## Record extracts:
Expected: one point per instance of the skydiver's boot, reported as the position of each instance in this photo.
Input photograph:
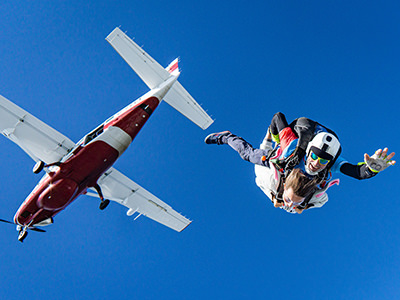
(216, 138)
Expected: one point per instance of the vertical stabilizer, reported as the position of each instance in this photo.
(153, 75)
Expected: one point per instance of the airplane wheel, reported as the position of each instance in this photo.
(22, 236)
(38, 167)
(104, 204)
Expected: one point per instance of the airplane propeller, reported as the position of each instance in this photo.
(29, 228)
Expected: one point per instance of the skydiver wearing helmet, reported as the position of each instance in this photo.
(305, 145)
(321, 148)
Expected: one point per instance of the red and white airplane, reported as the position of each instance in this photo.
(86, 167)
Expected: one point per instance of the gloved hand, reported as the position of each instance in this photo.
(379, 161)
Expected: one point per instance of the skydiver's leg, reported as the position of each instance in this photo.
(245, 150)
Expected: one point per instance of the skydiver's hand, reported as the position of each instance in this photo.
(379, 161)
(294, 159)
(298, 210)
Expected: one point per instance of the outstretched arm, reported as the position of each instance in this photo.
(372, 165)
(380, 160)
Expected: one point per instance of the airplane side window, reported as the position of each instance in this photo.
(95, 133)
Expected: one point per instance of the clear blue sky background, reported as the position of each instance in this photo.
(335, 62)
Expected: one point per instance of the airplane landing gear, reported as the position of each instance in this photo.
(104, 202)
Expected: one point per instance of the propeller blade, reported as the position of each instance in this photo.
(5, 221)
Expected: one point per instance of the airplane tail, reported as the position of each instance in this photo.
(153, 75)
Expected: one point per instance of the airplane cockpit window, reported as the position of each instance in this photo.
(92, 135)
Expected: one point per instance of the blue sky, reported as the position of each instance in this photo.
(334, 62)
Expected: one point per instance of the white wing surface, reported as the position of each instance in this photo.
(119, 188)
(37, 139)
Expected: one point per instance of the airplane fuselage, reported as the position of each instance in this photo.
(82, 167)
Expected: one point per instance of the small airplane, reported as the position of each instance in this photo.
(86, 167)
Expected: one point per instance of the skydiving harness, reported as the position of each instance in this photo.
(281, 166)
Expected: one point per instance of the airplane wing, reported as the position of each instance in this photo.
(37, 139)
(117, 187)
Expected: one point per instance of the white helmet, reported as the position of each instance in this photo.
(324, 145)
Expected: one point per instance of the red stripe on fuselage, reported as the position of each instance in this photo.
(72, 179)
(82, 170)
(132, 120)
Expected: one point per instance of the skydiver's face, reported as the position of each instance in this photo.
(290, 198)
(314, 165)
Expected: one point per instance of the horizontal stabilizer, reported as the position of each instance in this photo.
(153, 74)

## Problem:
Starting at the line with "Expected: one point per instance of the small", copy every line up to and including the last one in the entries above.

## Exercise result:
Expected: one point per instance of the small airplane, reported as the position of each instance in this photo.
(86, 167)
Expected: one point per instance of the skydiving harness, reported as the position of each instance in this photo.
(281, 166)
Expected: one point per instance of the airplane wing, reported as the position of each instance in this photo.
(37, 139)
(117, 187)
Expected: one point per instance of the white helmet, reported as the position of each instance in this photo.
(324, 145)
Expected: one point per instance of the red stripe on fuselage, reported as the position of each instance in this photo.
(72, 179)
(82, 170)
(132, 120)
Expected: one point per instance of the skydiver's face, reported as the position of each instance in this photo.
(290, 198)
(314, 165)
Expected: one point per instance of the horizontal stabilizer, reported as the position of each instance in this photo.
(153, 74)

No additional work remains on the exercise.